→ Exercise details: Repeat every line exactly, keeping the pictures out of the copy.

→ Material supplied:
════════════════════
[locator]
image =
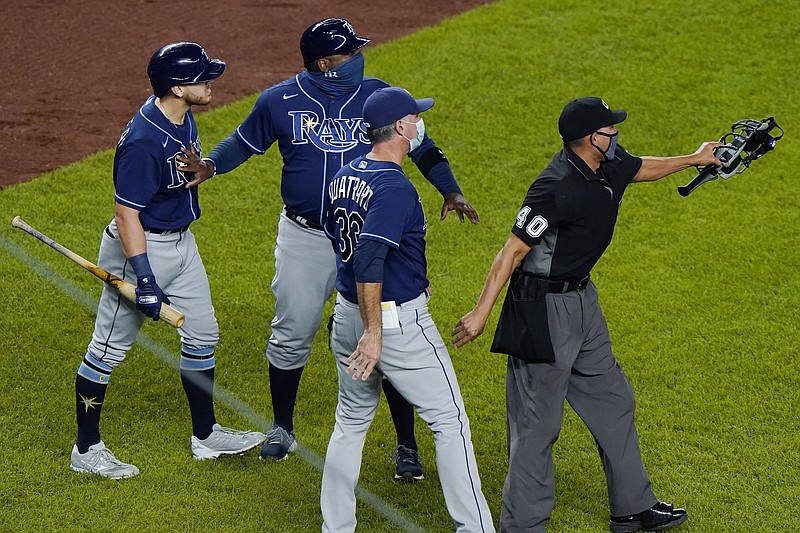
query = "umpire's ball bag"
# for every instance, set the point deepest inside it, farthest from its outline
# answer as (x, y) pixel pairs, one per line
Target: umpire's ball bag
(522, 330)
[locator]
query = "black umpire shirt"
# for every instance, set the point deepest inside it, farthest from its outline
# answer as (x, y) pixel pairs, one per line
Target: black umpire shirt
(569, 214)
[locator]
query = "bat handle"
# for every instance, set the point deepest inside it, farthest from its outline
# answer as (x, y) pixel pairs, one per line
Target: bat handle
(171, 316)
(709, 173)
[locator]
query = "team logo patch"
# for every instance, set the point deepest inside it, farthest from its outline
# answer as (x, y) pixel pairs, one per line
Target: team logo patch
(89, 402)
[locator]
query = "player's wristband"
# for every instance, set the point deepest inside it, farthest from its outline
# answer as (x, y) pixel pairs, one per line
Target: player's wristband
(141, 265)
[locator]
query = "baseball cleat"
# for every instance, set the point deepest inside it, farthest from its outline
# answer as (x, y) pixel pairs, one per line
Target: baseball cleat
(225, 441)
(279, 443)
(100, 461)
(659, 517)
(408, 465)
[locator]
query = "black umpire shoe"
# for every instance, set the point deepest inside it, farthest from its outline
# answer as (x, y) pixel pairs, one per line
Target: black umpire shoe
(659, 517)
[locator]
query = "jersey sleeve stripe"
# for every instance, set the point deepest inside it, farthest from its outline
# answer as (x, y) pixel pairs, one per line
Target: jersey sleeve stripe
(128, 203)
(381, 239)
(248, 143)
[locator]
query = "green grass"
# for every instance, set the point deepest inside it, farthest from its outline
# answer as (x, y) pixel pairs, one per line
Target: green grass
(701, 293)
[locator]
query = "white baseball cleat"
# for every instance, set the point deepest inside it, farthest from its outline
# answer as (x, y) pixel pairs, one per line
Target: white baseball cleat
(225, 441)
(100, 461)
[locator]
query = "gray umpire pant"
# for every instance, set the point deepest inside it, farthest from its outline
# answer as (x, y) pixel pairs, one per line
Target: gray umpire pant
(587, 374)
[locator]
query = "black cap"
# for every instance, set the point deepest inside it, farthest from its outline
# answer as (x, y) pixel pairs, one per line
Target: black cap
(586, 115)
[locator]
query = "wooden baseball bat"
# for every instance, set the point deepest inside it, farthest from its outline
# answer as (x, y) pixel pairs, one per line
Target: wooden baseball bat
════════════════════
→ Reply:
[locator]
image =
query = "umpire's ball bag"
# for every instance, set the point deepest inside it, farthest from its outline
# answer as (x, y) pixel pairs, one per line
Target: umpire's ball bag
(522, 330)
[locator]
query = "black umpire shirt"
# for every instance, set the point deepest inside it, farthest from its outline
# answer as (x, y) pixel pairs, one per line
Target: black umpire shirt
(569, 214)
[locator]
query = "bat handle"
# for every instance, set the point deepest inside it, farthest from its outline
# answer as (x, y) pixel pairs, one per line
Target: bat handle
(171, 316)
(709, 173)
[locator]
query = "team logo patch"
# for every instance, set the point deepest inside it, farthest from its outline
# answer as (x, y) pixel pairs, one per line
Target: team logo patch
(89, 402)
[locator]
query = "player's wristband"
# for every instance, set the point deepest inside it, farthest from its outline
# answer as (x, y) pixel pairs, one per line
Target: player's wristband
(141, 265)
[locator]
query = "baseball cleat"
# for every instance, set the point deepest inside it, farthest from its outline
# answer as (x, y) pixel pairs, one per line
Target: baseball cleat
(225, 441)
(279, 443)
(100, 461)
(659, 517)
(408, 465)
[locator]
query = "black umpire shoe"
# for every instance, set the point deepest inside it, farthest from its outline
# answer as (x, y) pixel pairs, one per line
Target: black umpire shoe
(659, 517)
[locator]
query = "jersey sleeve stripe"
# for every instance, set the point deepest inside it, farthest from its outline
# answer as (x, y) pixel pairs, one per line
Target: jersey sleeve stripe
(128, 203)
(381, 239)
(248, 143)
[locator]
query = "green grass"
# for every instance, set the point deepest inside it, farthest from its outline
# answer as (x, y) pixel pairs, one per line
Target: green grass
(701, 293)
[locator]
query = "white baseball cleat"
# for every instance, set the point deepest inside it, farthest from its outline
# answer as (x, y) pixel pairs, one per line
Target: white baseball cleat
(225, 441)
(100, 461)
[locator]
query = "gray umpire pant"
# for every instance, set the point deepest inside it, farthest from its outline
# answer as (x, y) pixel pairs, one per line
Target: gray umpire pant
(587, 374)
[locator]
query = "black cap"
# for every instance, set the point deepest inside it, farthest from its outline
# answer as (x, y) pixel pairs, one per line
Target: black cap
(586, 115)
[locator]
query = "wooden baseball bat"
# for every instance, set the point deepest inside it, farthest from its outline
# answer as (x, y) pixel pairs, one per line
Target: wooden baseball bat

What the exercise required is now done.